■ **Explore the material**:
1 - Set down the passage of the Striketober article starting at "#Striketober is Just" and ending at "to the edge.", copying it word for word.
2 - According to the Striketober article, how many workers walked off the job at McKenzie-Willamette Medical Center on October 5th?
3 - List every job category that the Striketober article names among the workers who walked off the job at McKenzie-Willamette Medical Center.

Start of Excerpted passage

#Striketober is Just the Beginning
The tide is changing in the labor movement. Rising income inequality, general frustration with working conditions, and a prevailing sense of powerlessness has pushed workers to the edge.
At 6 AM on October 5th, a group of 400 certified nursing assistants, janitors, and dietary workers walked off the job at McKenzie-Willamette Medical Center in Springfield, Oregon to protest low pay and outsourcing. You could sense the unmistakable mix of fear and excitement that comes in these moments. In groups of two or three, workers walked through the main entrance of the hospital to join their colleagues on the strike line. Cheers erupted from the crowd with each new arrival while TV cameras trained on purple signs that read, “If we’re out here, there’s something wrong in there.”
A strike is an act of desperation, a last resort for people pushed so far they’re willing to forgo their paychecks, risk their jobs, and strain relationships in order to force change. Nobody wants to do it. But working people all across the country are taking action at a scale we haven’t seen in decades.

End of Excerpted passage
Start of Information provided

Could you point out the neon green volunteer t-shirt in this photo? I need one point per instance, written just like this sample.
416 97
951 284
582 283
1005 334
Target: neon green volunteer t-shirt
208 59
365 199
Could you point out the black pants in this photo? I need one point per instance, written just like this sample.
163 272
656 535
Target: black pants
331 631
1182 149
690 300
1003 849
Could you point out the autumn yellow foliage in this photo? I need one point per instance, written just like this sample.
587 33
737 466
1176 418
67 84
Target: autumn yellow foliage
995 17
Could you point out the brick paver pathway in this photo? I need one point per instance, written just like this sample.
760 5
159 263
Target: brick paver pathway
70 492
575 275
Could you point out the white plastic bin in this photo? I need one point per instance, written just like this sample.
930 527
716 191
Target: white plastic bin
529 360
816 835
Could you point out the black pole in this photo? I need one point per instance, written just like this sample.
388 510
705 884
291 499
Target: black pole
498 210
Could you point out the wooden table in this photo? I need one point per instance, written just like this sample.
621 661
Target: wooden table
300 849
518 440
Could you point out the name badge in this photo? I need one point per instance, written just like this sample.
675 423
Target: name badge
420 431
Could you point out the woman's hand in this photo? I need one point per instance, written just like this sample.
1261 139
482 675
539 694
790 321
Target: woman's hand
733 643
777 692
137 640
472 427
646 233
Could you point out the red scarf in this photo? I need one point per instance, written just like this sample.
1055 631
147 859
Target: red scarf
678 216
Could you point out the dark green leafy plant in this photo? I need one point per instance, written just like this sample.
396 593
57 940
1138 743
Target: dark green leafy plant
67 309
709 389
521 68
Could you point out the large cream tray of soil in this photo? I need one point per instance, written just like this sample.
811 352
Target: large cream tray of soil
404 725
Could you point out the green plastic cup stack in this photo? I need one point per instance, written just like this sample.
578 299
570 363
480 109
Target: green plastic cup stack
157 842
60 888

End of Information provided

■ **Task-by-task results**:
1 -
#Striketober is Just the Beginning
The tide is changing in the labor movement. Rising income inequality, general frustration with working conditions, and a prevailing sense of powerlessness has pushed workers to the edge.

2 - 400 workers.

3 -
- Certified nursing assistants
- Janitors
- Dietary workers